→ SOURCE TEXT:

[Multi Tenancy] migrating tenant data from one druid cluster to other

Hi All

We plan to use the Tranquility stream push model for real time ingestion of data for multiple Tenants. As discussed in the docs: http://druid.io/docs/latest/querying/multitenancy.html, We have 2 options here:

  1. Use same datasource for all Tenants.
  2. Use different datasources for each Tenant.
    We also foresee a use case like migrating some Tenant’s data from one Druid cluster to some other Druid cluster.

Question 1) With this requirement, does it make sense to have each Tenant data in different data source?

Question 2) And if this is right approach then there seems to be a scalability issue with respect to number of indexing tasks in the setup. For example, with following ingestion spec definition:

  1. segment granularity = 1hr
  2. window period = 10 minutes
  3. partitions = 3
  4. replication = 2

will result in 6 concurrent indexing tasks for each Tenant, and as we have to scope in for intersecting period, druid cluster should have a capacity of 12 workers for each Tenant. So, if the number of tenants keep increasing

This does’t seems to be extendable as we are adding 12 tasks(cores) for each Tenant, so what is the preferred way for segregating the multiple tenants data in Druid, keeping in mind that we might have to migrate one tenant data to other cluster what is the best approach?

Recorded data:
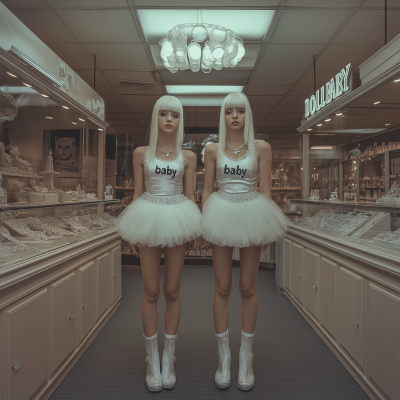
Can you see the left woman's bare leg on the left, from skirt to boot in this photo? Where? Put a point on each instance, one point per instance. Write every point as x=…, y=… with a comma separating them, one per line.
x=150, y=261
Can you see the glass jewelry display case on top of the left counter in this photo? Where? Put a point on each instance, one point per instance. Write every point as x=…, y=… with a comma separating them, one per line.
x=27, y=230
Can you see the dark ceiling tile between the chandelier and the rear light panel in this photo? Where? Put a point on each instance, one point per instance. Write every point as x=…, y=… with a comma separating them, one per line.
x=223, y=77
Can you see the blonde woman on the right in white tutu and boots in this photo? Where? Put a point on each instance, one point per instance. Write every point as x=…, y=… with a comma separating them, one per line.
x=238, y=216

→ SET OF TASKS:
- A) In the Druid multi-tenancy thread, reproduce the passage from "We also foresee" up to and including "different data source?", swapping "Druid cluster" for "Druid deployment".
- B) According to the Druid multi-tenancy thread, why must the cluster have a capacity of 12 workers for each tenant under the example ingestion spec?
- C) Answer these questions from the Druid multi-tenancy thread:
(i) Which model does the author plan to use for real-time ingestion?
(ii) What segment granularity is given in the example ingestion spec?
(iii) What replication value does that spec list?

→ SOLUTIONS TO THE EXERCISE:
- A)
We also foresee a use case like migrating some Tenant’s data from one Druid deployment to some other Druid deployment.

Question 1) With this requirement, does it make sense to have each Tenant data in different data source?

- B) The example spec results in 6 concurrent indexing tasks for each tenant. Because the intersecting period must also be accommodated, the cluster needs a capacity of 12 workers per tenant.

- C)
(i) The Tranquility stream push model.
(ii) 1 hour.
(iii) 2.